TEXT SECTION:
As outlined in Section 1.3, in Chapter 1, Unix device drivers are not limited to char drivers. This chapter introduces the second main class of device drivers—block drivers. A block-oriented device is one that transfers data only in blocks (for example, the floppy disk or the hard drive), where the hardware block is usually called a ``sector.'' The word ``block,'' on the other hand, will be used to denote a software concept: the driver often uses 1KB blocks even if the sector size is 512 bytes.
In this chapter, we’ll build a full-featured block driver called sbull, short for ``Simple Block Utility for Loading Localities.'' This driver is similar to scull in that it uses the computer’s memory as the hardware device. In other words, it’s a RAM-disk driver. sbull can be executed on any Linux computer (although I have been able to test it only on a limited set of platforms).
If you need to write a driver for a real block device, the information in Chapter 8, and Chapter 9, should be used to supplement this chapter.
Like a char driver, a block driver in the kernel is identified by a major number. The functions used to register and unregister the driver are:
int register_blkdev(unsigned int major, const char *name, struct file_operations *fops); int unregister_blkdev(unsigned int major, const char *name);
The meaning of the arguments is the same as for char drivers, and dynamic assignment of the major number can be performed in the same way. Therefore, the sbull device registers itself just like scull:
result = register_blkdev(sbull_major, "sbull", &sbull_fops); if (result < 0) { printk(KERN_WARNING "sbull: can't get major %d ",sbull_major); return result; } if (sbull_major == 0) sbull_major = result; /* dynamic */ major = sbull_major; /* Use 'major' later on to save typing */
The fops
argument to register_blkdev is similar to
the one we used for char drivers. The operations for read,
write, and fsync, however, need not be driver-specific. The
general functions block_read, block_write, and
block_fsync are always used in place of the driver-specific
functions. In addition,
check_media_change and revalidate make sense for a block
driver, and both are defined in sbull_fops
.

Items from a data source:
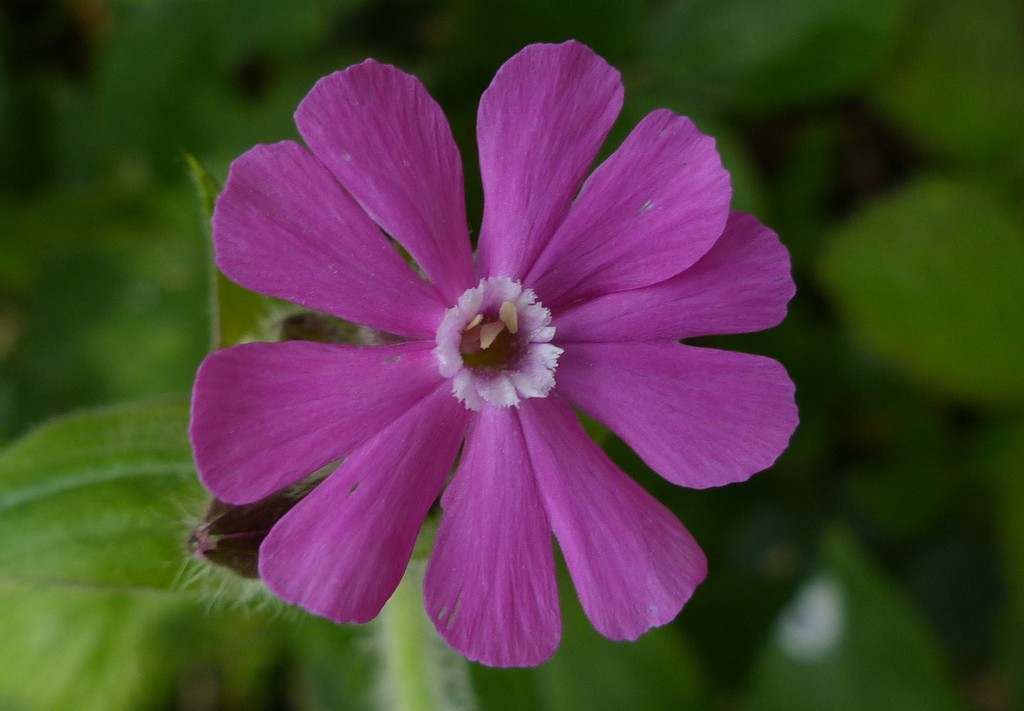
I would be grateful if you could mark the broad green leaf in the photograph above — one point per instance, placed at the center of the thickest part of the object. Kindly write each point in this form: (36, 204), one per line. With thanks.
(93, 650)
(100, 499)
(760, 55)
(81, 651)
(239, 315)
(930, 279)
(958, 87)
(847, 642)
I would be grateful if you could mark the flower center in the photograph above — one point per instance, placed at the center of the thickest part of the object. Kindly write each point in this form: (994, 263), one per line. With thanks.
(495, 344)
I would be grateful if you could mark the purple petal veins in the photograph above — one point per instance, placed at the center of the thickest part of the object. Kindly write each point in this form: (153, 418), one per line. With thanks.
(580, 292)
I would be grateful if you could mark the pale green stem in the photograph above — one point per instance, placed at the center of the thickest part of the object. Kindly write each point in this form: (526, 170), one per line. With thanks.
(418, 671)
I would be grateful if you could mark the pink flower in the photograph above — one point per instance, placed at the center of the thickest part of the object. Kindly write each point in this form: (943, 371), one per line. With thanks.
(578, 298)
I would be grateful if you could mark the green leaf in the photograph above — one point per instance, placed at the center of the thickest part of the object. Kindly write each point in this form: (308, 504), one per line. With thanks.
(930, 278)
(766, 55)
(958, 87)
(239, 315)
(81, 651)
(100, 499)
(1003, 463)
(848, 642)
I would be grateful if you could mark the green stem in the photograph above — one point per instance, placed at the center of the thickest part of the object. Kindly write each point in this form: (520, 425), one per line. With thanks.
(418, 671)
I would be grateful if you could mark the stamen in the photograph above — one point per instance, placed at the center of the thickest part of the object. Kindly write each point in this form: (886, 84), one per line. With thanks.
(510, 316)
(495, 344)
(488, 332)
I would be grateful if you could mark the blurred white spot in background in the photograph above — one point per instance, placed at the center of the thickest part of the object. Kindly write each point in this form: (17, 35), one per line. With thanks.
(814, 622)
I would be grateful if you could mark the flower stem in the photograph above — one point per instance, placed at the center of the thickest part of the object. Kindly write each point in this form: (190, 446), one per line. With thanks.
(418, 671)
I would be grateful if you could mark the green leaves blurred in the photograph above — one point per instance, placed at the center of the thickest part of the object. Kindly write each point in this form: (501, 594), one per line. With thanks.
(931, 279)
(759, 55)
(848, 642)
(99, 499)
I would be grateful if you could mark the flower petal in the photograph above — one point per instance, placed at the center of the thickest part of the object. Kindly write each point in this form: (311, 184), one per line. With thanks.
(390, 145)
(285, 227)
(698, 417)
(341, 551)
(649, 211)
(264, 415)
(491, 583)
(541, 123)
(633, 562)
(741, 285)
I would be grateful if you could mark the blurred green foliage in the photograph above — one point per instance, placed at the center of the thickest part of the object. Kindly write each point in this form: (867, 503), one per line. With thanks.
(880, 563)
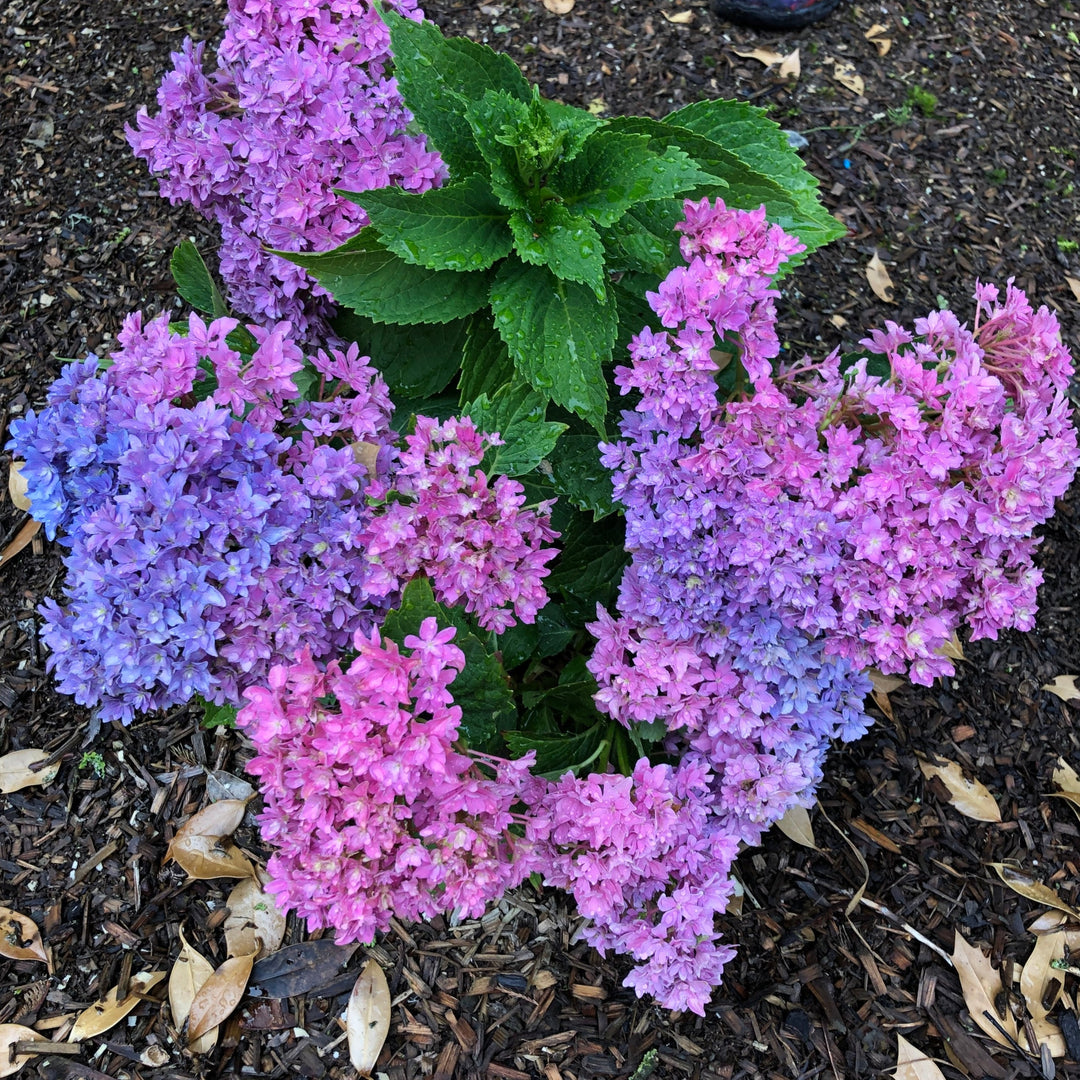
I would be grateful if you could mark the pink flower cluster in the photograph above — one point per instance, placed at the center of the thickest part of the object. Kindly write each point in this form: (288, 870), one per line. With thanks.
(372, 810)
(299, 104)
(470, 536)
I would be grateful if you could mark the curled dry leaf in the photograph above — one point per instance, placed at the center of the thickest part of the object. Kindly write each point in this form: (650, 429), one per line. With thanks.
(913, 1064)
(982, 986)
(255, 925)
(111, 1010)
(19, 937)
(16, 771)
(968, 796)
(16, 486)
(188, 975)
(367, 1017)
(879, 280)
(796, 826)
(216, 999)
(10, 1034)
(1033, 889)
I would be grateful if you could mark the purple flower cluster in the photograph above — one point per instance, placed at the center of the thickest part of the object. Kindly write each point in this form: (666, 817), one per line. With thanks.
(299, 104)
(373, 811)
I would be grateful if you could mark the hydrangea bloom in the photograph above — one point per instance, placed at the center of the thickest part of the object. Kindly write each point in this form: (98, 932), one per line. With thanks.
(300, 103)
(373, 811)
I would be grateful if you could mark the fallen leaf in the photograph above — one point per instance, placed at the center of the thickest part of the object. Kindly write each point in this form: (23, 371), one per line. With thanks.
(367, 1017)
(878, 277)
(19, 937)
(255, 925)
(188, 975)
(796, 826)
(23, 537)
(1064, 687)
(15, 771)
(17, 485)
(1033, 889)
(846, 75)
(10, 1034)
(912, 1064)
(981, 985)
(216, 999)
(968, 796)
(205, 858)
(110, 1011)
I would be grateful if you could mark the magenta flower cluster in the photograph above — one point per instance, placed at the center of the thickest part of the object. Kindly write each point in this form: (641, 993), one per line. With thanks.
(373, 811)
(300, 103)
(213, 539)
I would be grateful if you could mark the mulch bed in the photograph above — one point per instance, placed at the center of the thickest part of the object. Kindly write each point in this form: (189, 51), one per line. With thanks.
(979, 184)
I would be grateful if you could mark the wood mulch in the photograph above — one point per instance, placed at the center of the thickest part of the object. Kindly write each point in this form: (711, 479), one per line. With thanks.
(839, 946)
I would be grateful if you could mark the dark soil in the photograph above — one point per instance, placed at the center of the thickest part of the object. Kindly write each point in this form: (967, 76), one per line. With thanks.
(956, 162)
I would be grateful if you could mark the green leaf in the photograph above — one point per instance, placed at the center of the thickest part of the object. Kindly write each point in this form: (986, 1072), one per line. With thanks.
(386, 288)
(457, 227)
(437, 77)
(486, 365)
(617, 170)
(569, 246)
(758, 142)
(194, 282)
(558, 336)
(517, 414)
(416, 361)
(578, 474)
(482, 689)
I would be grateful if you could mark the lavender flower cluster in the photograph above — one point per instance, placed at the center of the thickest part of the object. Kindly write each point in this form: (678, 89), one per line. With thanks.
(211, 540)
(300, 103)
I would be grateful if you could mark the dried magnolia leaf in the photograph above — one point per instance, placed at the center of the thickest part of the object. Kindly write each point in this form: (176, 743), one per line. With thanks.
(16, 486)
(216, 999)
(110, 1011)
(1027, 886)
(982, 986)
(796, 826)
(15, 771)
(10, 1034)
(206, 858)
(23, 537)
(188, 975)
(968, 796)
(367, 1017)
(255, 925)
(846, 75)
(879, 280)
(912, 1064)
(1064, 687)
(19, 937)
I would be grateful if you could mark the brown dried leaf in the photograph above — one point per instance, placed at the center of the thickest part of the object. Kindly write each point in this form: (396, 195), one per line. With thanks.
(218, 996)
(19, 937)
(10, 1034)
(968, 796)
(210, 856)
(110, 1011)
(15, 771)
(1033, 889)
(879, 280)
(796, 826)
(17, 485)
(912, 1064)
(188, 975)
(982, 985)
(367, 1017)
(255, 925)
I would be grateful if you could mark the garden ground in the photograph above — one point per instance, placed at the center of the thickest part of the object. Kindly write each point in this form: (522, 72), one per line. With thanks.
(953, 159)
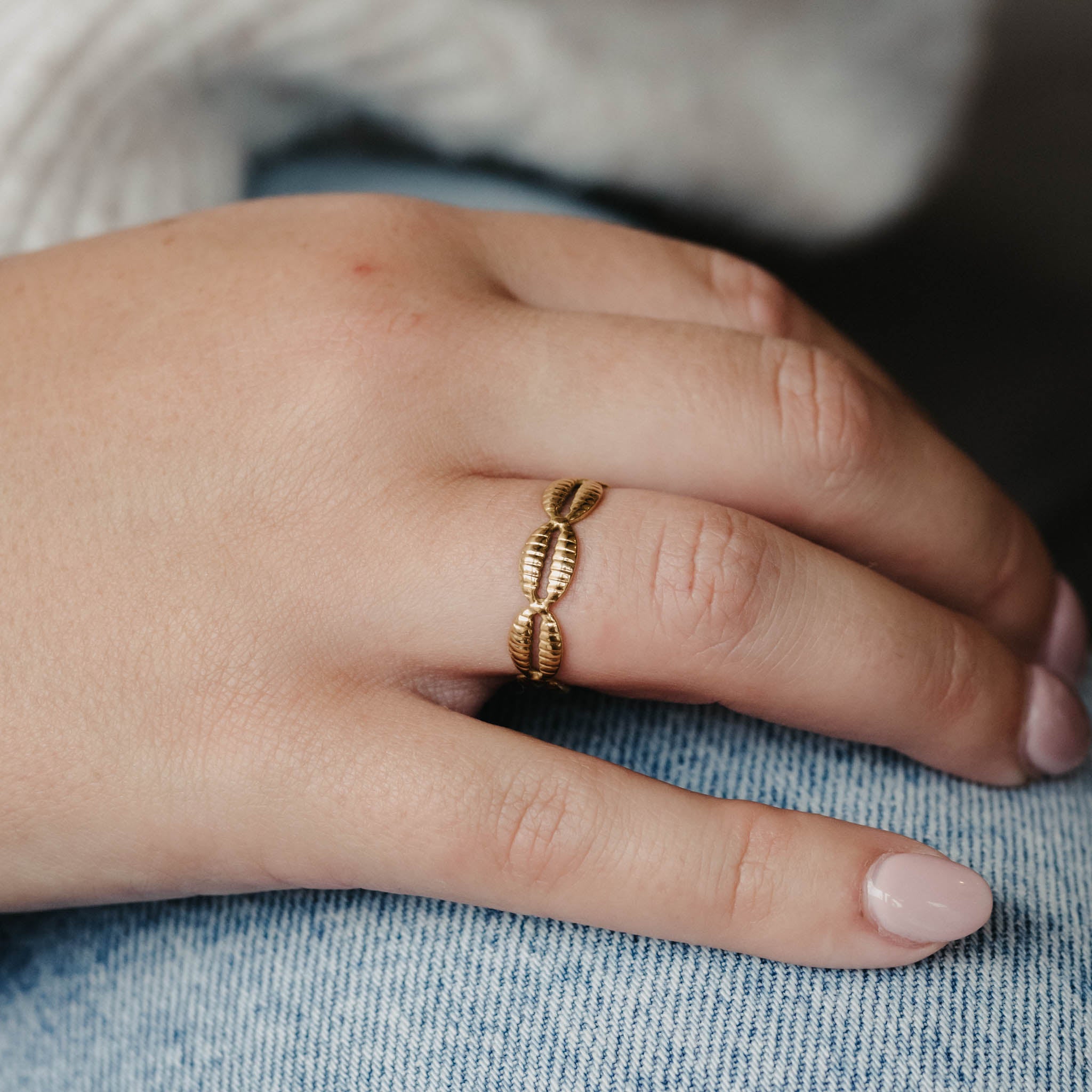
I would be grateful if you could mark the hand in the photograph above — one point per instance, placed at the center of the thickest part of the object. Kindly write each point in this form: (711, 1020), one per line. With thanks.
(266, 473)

GIVEN PROBLEM A:
Edit the text on block drivers by writing out again the part that begins at the words "As outlined in" and ends after "is 512 bytes.", with "floppy disk" replaced by "CD-ROM drive".
GIVEN PROBLEM B:
Resume the text on block drivers from the point where it stops.

TASK RESULT A:
As outlined in Section 1.3, in Chapter 1, Unix device drivers are not limited to char drivers. This chapter introduces the second main class of device drivers—block drivers. A block-oriented device is one that transfers data only in blocks (for example, the CD-ROM drive or the hard drive), where the hardware block is usually called a ``sector.'' The word ``block,'' on the other hand, will be used to denote a software concept: the driver often uses 1KB blocks even if the sector size is 512 bytes.

TASK RESULT B:
The fops
structure used in sbull is:
struct file_operations sbull_fops = { NULL, /* lseek: default */ block_read, block_write, NULL, /* sbull_readdir */ NULL, /* sbull_select */ sbull_ioctl, NULL, /* sbull_mmap */ sbull_open, sbull_release, block_fsync, NULL, /* sbull_fasync */ sbull_check_change, sbull_revalidate };
General read and write operations are used to achieve better performance. The speed-up is achieved through buffering, which is not available to char drivers. Block drivers can be buffered because their data serves the computer’s file hierarchy, and is never accessed directly by the applications, while data belonging to char drivers is.
However, when the buffer cache cannot satisfy a read request or
pending writes must be flushed to the physical disk,
the driver must be called to perform the actual data transfer. The
fops
structure doesn’t carry an entry point other than
read and write, so an
additional structure, blk_dev_struct
, is used to deliver requests
for actual data transfer.
This structure is defined in <linux/blkdev.h>
and has
several fields, but only the first field needs to be set by the driver.
This is the definition of the structure as found in 2.0 kernels:
struct blk_dev_struct { void (*request_fn)(void); struct request * current_request; struct request plug; struct tq_struct plug_tq; }; extern struct blk_dev_struct blk_dev[MAX_BLKDEV];
When the kernel needs to spawn an I/O operation for the
sbull device, it calls the function
blk_dev[sbull_major].request_fn
. The initialization
function for this module should therefore set this field to point to
its own request function. The remaining fields of the structure are
used internally by the kernel functions and macros; you don’t need to
explicitly refer to them in your code.
The relationship between a block-driver module and the kernel is shown in Figure 12.1.
In addition to blk_dev
, several other arrays hold
information about block drivers. These arrays are indexed by major,
and sometimes also minor, number. They are declared and described in
drivers/block/ll_rw_block.c
.
int blk_size[][];
This array is indexed by the major and minor numbers. It
describes the size of each device, in kilobytes. If
blk_size[major]
is NULL
, no checking
is performed on the size of the device (i.e., the kernel might
request data transfers past end-of-device).
int blksize_size[][];
The size of the block used by each device, in
bytes. Like the previous one, this two-dimensional array is
indexed by both major and minor numbers. If
blksize_size[major]
is a null pointer, a block
size of BLOCK_SIZE
(currently 1KB) is assumed. The
block size for the device must be a power of two,
because the kernel uses bit-shift operators to convert offsets
to block numbers.
int hardsect_size[][];
Like the others, this data structure is indexed by the major and minor numbers. The default value for the hardware sector size is 512 bytes. Up to and including version 2.0.x, variable sector sizes aren’t really supported, because some kernel code still assumes that the sector size is half a kilobyte; it’s nonetheless very likely that variable sector size will be truly implemented in version 2.2.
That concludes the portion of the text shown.